> [Set task] Convert the entries from the start through the line containing "xmin=184 ymin=323 xmax=352 ymax=381" into a two-column CSV with the headers entry_text and answer. Give each entry one row, with its text and its answer each in a single quoted field and line breaks replaced by spaces.

> [Data]
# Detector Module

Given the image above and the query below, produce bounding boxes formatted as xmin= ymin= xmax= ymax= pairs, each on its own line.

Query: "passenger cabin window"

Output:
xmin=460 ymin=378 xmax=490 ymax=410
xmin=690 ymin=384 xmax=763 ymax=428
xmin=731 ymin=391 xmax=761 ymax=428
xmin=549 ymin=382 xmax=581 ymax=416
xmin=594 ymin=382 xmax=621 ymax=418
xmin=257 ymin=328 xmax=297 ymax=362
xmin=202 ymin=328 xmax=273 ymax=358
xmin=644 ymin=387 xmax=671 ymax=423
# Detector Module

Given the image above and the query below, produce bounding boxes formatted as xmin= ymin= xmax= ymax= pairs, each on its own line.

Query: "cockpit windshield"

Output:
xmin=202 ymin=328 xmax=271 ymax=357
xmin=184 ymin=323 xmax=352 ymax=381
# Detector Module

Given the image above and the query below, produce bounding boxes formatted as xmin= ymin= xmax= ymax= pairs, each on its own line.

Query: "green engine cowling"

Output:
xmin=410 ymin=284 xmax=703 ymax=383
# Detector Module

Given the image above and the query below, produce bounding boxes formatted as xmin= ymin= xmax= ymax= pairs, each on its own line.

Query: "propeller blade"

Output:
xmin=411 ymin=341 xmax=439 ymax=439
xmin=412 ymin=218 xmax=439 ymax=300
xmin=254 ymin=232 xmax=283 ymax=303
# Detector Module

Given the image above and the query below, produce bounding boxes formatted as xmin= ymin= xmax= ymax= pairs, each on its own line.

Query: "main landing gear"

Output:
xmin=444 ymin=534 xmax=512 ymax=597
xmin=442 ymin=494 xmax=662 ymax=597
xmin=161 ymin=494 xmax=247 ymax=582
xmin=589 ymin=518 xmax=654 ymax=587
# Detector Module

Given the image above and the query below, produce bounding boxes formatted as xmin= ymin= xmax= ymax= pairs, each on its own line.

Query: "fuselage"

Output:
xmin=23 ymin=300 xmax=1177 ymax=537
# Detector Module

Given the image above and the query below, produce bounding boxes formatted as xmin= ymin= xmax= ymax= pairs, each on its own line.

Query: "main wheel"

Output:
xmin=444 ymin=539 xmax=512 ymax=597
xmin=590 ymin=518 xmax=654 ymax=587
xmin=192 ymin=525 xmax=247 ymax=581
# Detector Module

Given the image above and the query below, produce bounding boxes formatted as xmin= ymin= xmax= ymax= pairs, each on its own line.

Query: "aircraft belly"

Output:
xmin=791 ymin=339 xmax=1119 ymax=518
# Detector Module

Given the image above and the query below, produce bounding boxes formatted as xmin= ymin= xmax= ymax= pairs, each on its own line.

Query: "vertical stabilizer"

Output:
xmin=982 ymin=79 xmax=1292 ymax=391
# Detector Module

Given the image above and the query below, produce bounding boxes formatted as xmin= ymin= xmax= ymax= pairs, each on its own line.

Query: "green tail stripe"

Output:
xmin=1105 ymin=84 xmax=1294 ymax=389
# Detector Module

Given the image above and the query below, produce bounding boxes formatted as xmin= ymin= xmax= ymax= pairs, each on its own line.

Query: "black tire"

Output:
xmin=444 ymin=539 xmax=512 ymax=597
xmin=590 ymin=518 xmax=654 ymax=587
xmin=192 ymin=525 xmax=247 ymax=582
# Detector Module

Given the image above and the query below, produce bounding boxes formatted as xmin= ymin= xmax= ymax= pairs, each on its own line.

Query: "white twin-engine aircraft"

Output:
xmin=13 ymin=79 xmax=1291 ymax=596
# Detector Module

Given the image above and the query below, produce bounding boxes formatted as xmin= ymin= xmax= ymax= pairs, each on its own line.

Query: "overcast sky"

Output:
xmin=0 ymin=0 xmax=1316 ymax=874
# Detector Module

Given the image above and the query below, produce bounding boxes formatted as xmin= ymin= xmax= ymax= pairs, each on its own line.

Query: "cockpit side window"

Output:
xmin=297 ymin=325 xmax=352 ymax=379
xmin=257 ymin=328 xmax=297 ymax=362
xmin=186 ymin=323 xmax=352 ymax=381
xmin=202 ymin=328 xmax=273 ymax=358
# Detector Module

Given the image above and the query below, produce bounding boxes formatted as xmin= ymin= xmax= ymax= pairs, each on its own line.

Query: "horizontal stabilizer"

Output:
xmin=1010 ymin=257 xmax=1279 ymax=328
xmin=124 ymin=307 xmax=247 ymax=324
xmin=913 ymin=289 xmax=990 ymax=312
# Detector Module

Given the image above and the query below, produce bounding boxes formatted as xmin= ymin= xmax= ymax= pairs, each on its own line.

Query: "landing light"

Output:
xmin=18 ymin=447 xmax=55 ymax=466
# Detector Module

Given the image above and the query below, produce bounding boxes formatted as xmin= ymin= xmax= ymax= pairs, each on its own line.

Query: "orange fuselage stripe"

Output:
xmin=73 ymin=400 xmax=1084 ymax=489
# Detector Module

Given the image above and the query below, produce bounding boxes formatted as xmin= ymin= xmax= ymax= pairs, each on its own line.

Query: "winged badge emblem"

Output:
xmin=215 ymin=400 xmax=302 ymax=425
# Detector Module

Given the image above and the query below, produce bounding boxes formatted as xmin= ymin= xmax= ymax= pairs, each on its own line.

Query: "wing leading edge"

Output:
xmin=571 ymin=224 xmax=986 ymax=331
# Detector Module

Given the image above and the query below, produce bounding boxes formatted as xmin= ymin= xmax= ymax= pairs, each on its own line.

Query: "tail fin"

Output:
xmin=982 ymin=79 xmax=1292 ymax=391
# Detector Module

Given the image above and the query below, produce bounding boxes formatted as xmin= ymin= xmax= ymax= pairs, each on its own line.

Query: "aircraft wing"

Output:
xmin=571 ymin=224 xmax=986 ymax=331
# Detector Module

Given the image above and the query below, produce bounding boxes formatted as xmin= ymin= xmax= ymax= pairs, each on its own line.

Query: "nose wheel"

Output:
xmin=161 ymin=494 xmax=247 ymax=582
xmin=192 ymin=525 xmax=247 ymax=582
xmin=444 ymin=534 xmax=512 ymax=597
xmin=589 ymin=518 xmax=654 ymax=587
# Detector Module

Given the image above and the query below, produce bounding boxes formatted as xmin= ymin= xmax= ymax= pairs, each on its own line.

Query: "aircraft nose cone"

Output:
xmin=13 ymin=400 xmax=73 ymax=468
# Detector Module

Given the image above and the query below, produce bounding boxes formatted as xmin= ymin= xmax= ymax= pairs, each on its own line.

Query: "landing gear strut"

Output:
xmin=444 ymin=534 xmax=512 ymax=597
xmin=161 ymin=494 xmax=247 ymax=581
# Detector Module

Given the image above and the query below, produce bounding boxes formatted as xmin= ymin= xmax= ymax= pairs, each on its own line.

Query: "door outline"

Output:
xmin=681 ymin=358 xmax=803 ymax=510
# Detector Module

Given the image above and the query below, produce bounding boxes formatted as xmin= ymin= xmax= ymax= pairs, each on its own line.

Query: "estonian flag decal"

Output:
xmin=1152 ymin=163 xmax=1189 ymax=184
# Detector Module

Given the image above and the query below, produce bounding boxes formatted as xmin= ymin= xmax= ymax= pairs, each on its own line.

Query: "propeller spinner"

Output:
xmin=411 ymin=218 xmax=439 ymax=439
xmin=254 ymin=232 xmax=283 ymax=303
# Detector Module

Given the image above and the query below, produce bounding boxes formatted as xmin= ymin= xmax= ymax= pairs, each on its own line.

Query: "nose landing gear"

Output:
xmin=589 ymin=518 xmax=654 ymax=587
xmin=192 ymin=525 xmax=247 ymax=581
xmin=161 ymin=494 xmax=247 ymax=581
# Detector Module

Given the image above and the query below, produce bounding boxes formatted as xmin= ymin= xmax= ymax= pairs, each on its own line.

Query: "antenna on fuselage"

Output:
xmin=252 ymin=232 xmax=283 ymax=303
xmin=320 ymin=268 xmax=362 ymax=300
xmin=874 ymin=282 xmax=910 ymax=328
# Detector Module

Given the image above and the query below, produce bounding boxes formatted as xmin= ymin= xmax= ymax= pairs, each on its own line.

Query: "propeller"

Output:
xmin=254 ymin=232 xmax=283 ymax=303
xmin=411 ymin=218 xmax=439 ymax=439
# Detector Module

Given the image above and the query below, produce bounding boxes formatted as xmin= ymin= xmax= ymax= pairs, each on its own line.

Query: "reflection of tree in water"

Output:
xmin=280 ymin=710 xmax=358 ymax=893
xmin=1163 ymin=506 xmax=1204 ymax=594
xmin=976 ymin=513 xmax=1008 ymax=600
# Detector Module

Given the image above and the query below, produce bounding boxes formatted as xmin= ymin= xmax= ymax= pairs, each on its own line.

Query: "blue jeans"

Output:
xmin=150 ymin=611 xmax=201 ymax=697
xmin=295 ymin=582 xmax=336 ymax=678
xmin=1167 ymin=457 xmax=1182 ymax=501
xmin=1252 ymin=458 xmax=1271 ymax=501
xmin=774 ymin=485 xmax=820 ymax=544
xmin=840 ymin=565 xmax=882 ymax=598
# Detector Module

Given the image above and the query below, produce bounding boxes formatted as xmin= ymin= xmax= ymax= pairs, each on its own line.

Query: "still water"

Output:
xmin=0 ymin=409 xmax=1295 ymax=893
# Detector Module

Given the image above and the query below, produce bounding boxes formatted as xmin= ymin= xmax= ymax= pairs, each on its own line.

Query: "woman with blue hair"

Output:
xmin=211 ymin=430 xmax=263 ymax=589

> [Expected answer]
entry_text,answer
"# Detector Module Given the image above and the query below, produce bounding boxes formatted as xmin= ymin= xmax= ymax= pairs, each on its own line. Query: ""passenger cabin window"" Output:","xmin=460 ymin=378 xmax=490 ymax=410 xmin=690 ymin=384 xmax=763 ymax=428 xmin=731 ymin=391 xmax=761 ymax=428 xmin=549 ymin=382 xmax=581 ymax=416 xmin=594 ymin=382 xmax=621 ymax=418 xmin=257 ymin=328 xmax=297 ymax=362 xmin=202 ymin=328 xmax=273 ymax=358 xmin=644 ymin=387 xmax=671 ymax=423"
"# Detector Module Given the image above and the query below, produce bounding boxes formatted as xmin= ymin= xmax= ymax= pairs, each on its own line. Query: ""cockpit windshield"" Output:","xmin=202 ymin=328 xmax=271 ymax=357 xmin=184 ymin=323 xmax=352 ymax=381"